**What this task involves:**
Copy out exactly the lines from the line containing "job: white canopy tent" to the end of the listing.

**Provided information:**
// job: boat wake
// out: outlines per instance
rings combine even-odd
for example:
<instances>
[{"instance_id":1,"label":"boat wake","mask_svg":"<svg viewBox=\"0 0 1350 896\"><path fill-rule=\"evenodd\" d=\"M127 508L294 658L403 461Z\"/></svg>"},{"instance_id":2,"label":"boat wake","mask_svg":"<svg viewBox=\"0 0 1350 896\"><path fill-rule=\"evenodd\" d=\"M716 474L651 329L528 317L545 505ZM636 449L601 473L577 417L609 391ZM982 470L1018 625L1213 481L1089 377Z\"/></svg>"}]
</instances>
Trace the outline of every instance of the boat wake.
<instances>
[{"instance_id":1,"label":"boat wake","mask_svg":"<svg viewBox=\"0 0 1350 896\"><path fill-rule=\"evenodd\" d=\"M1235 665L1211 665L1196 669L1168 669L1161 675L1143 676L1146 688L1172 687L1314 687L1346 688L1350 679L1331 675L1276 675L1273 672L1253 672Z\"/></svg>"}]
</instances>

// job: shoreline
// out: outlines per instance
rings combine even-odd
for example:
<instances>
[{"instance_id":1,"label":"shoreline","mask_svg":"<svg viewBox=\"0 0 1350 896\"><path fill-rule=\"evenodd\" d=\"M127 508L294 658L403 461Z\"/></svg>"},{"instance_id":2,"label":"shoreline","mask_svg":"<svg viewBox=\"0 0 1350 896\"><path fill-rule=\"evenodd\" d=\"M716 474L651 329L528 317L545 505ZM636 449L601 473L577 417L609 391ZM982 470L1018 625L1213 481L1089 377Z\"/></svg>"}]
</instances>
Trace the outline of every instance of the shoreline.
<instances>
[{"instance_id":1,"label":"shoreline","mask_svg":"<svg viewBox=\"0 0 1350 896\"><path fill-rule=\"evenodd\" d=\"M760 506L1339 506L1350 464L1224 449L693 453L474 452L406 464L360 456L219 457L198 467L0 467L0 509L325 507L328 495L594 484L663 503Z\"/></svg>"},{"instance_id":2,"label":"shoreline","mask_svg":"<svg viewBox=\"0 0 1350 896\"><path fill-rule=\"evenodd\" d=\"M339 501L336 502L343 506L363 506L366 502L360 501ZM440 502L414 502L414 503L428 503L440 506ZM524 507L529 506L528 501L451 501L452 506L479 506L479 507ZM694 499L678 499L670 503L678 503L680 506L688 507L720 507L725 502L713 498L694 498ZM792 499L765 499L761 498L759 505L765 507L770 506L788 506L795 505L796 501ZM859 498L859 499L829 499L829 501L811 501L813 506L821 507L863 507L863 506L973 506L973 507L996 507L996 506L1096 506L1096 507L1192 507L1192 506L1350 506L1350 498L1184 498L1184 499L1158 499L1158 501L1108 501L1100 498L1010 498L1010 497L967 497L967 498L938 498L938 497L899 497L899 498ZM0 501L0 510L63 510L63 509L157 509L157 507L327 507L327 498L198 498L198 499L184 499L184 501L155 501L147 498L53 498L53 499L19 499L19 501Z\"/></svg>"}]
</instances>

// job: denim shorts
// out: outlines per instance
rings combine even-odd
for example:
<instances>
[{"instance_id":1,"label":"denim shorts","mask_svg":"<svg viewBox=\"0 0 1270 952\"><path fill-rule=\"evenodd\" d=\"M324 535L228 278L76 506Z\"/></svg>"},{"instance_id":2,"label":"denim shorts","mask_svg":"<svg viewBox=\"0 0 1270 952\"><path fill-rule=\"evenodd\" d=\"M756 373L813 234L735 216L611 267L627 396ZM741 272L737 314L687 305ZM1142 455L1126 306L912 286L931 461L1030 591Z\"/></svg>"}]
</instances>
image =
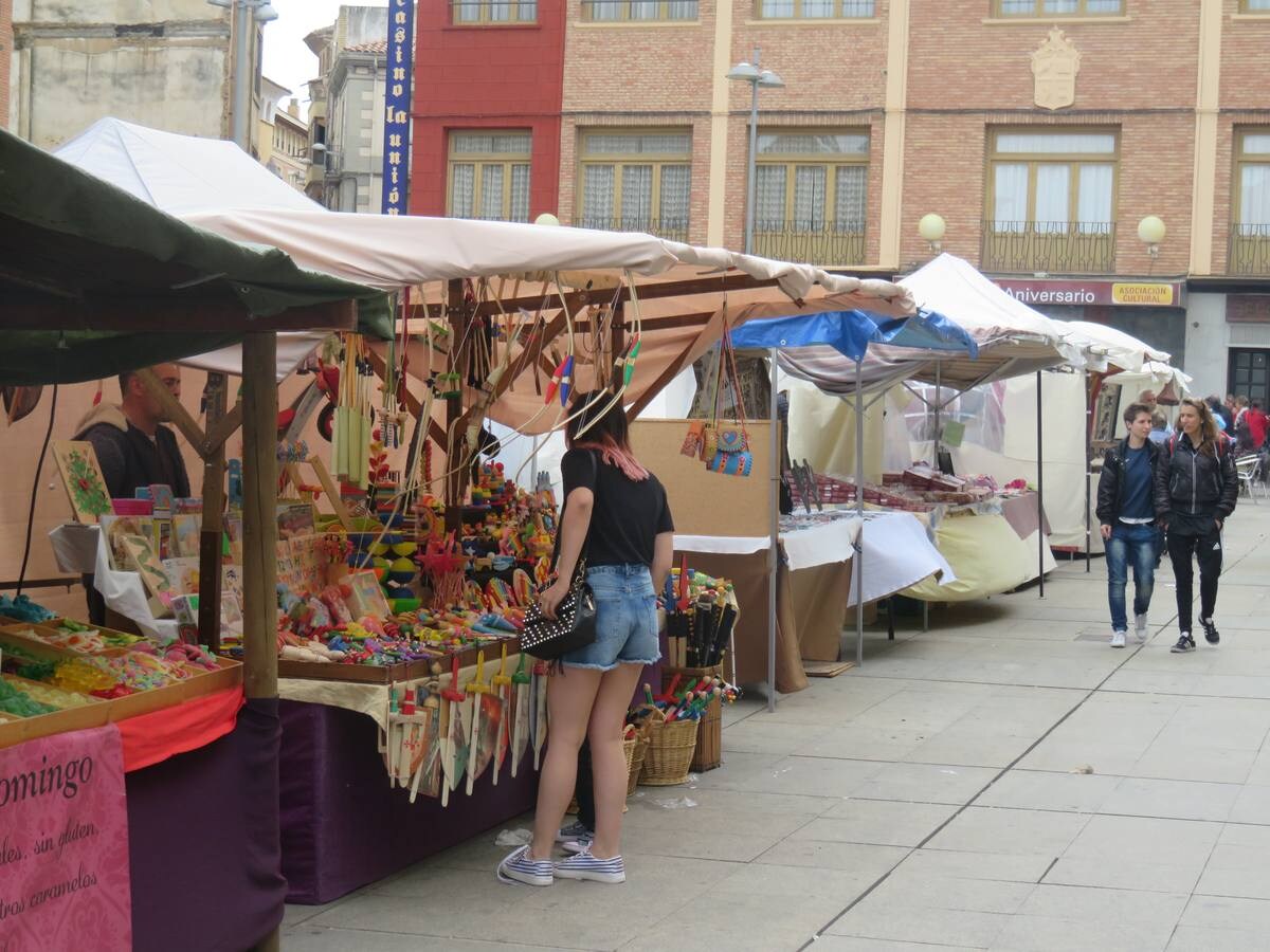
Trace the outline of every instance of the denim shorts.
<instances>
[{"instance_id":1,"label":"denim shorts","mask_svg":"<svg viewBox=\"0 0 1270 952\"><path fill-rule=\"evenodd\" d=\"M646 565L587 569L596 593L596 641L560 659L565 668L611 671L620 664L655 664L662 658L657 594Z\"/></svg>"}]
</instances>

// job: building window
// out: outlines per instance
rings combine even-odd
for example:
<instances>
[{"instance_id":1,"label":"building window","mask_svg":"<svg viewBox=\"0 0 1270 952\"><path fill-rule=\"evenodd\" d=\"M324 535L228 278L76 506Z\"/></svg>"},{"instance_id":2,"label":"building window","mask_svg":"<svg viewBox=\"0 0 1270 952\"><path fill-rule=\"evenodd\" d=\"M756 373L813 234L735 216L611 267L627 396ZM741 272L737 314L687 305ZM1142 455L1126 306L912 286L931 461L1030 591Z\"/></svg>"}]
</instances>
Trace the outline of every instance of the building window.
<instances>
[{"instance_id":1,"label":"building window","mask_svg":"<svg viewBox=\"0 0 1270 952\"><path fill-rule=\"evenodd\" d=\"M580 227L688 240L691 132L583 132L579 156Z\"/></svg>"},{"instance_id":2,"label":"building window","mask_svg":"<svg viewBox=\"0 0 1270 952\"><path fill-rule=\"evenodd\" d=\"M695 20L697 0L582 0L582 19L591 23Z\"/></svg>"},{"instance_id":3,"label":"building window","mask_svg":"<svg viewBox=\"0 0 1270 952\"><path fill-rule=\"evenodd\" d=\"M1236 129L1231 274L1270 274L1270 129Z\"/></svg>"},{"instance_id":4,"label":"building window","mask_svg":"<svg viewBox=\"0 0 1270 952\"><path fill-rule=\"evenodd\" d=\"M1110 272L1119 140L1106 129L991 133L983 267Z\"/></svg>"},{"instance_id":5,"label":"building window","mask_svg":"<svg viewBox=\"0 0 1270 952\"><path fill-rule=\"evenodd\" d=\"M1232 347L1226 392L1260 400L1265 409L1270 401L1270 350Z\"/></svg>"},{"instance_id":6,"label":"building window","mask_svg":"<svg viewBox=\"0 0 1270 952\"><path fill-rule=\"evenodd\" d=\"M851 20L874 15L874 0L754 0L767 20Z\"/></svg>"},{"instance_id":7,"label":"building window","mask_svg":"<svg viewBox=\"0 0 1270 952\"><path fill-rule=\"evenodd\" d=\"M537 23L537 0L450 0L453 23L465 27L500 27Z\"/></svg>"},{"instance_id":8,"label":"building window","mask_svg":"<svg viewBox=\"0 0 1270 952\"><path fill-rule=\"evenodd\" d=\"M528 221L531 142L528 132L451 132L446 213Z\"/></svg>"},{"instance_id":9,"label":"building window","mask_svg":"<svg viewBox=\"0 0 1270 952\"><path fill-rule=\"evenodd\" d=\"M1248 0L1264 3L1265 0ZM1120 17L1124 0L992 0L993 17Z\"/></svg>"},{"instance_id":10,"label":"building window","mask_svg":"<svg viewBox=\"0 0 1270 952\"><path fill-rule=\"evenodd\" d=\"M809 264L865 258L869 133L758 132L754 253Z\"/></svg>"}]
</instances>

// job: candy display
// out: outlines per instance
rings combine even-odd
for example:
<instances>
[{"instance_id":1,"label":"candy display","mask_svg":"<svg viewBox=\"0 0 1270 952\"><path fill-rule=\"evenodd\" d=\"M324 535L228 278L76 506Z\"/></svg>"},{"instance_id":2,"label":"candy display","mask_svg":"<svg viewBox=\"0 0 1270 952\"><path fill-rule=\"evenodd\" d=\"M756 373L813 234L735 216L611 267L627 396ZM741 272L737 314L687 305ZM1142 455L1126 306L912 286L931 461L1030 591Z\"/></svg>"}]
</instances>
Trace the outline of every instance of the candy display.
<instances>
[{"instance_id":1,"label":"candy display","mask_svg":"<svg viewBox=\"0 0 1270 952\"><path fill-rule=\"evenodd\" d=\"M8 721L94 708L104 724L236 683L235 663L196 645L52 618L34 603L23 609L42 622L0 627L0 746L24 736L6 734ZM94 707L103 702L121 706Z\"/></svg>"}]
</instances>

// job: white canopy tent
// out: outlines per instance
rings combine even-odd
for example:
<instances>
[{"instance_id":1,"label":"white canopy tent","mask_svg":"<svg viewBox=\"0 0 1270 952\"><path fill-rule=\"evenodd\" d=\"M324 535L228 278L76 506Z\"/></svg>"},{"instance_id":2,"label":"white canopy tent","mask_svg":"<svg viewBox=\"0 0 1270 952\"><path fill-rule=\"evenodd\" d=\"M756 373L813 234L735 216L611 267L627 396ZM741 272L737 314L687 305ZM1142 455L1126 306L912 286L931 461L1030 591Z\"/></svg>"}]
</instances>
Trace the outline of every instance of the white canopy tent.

**Solution to this problem:**
// job: white canopy tent
// out: outlines per instance
rings combine even-odd
for example:
<instances>
[{"instance_id":1,"label":"white canopy tent","mask_svg":"<svg viewBox=\"0 0 1270 952\"><path fill-rule=\"evenodd\" d=\"M324 535L228 278L76 506Z\"/></svg>"},{"instance_id":2,"label":"white canopy tent","mask_svg":"<svg viewBox=\"0 0 1270 952\"><path fill-rule=\"evenodd\" d=\"M756 373L813 234L735 216L611 267L627 396ZM741 272L737 314L687 305ZM1142 455L1126 306L912 286L931 461L1030 591Z\"/></svg>"}]
</instances>
Trace the outline of every instance of the white canopy tent.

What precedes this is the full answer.